▶ **Task list**:
• 1. For each statement below, decide whether the passage on composite materials supports it. Answer yes or no, and quote the passage's deciding words. (a) Fillers give the final composite material specific strength. (b) Matrices are generally responsible for the application's shape. (c) Iron serves both as a matrix and as a reinforcement.
• 2. Which two kinds of additives does the passage on composite materials name?
• 3. Extend the passage on composite materials with a new paragraph that follows on from its last sentence.

▶ **Excerpt to read**:
===

Composite materials reinforced with natural fibers: Generalities

Composites are advanced materials made mostly of a matrix and some reinforcements; however, additives and fillers are sometimes essential elements of their formulation, depending on the targeted application [7–9]. Each component used in the composite formulation aims at achieving a specific goal. The matrices are generally responsible for the application’s shape, while the reinforcements provide the required improvement of its mechanical properties. In addition to the composites’ mechanical properties, an improvement of certain properties required by the applications is provided by the additives such as fire retardants [10–12] and coupling agents [13–16]. Those additives are then selected based on both the intended applications and the available matrix-reinforcements. Contrary to both the reinforcements and the additives, fillers do not provide any specific strength to the final composite material; however, they contribute to the reduction of the volume of certain key composite elements while maintaining its critical characteristics. In the light of this information, one can conclude that a filler plays a more economical rather than a technical role. In fact, they significantly increase the composite material’s profitability as they lower its final cost [17–19].

he notion of composites is quite broad and unrestricted to any given industrial sector. In fact, composite materials are formulated with different kind of materials and applicable in a wide range of sectors such as the plastic industry, metallurgy and civil engineering [8,20]. In this regard, metal matrix composites and concrete matrix composites are respectively found in metallurgical and civil engineering, while thermoplastic or thermoset matrices are found in the plastic industry. In different cases, a particular composite’s component can be used to achieve different objectives depending on the application. Such is the case for iron which is both used as a matrix for metal matrix composites and as a reinforcement in reinforced concrete [21–23]. This work focuses on the plastic industry where most of the reinforcements are either man-made fibers such as glass, carbon, Aramid like Kevlar or natural fibers from vegetal, animal and mineral origins [11,24–31].

===

▶ **Material**:
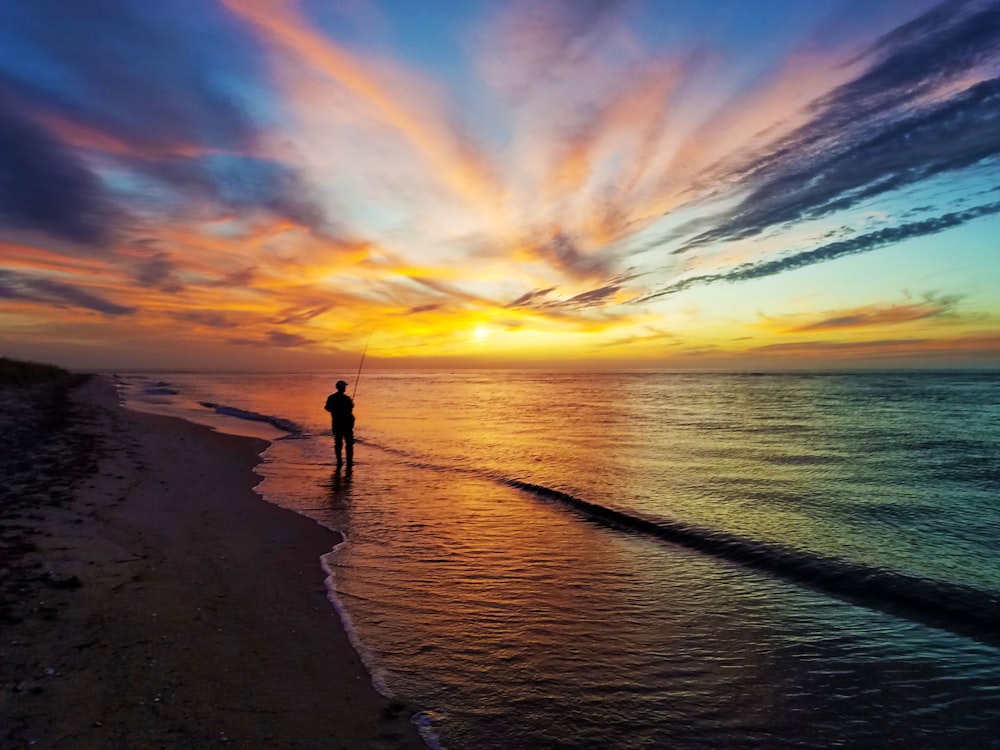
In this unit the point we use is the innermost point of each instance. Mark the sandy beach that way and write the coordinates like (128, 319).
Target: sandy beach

===

▶ **Responses in order**:
• 1.
(a) No: "fillers do not provide any specific strength to the final composite material"
(b) Yes: "The matrices are generally responsible for the application’s shape"
(c) Yes: "iron which is both used as a matrix for metal matrix composites and as a reinforcement in reinforced concrete"

• 2. Fire retardants and coupling agents.

• 3.
The composite material’s formulation with vegetal fibers

The reinforcing ability of vegetal fibers

Numerous applications of composite materials reinforced with vegetal or lignocellulosic fibers have been reported in the literature and newer avenues and applications are still being explored around the world through many active and intensive research programs. A wide variety of vegetal fibers have been investigated which include banana [32], hemp [33–36], flax [34,37], kenaf [17,38], jute [39], cotton [40], starch [41] and cellulose [42].Although they stem from different sources, vegetal fibers have a common structure . They are made of different elements such as microfibers, microfilaments and incrusting substances which differ from each other based on their chemical compositions and their functions. In general, microfibers and microfilaments are each held together by the incrusting substances which then act as adhesives. In general, vegetal fibers are comparable to composite materials whose reinforcements are microfibers and microfilaments and which can be characterized by either their physical appearance or by their chemical structure.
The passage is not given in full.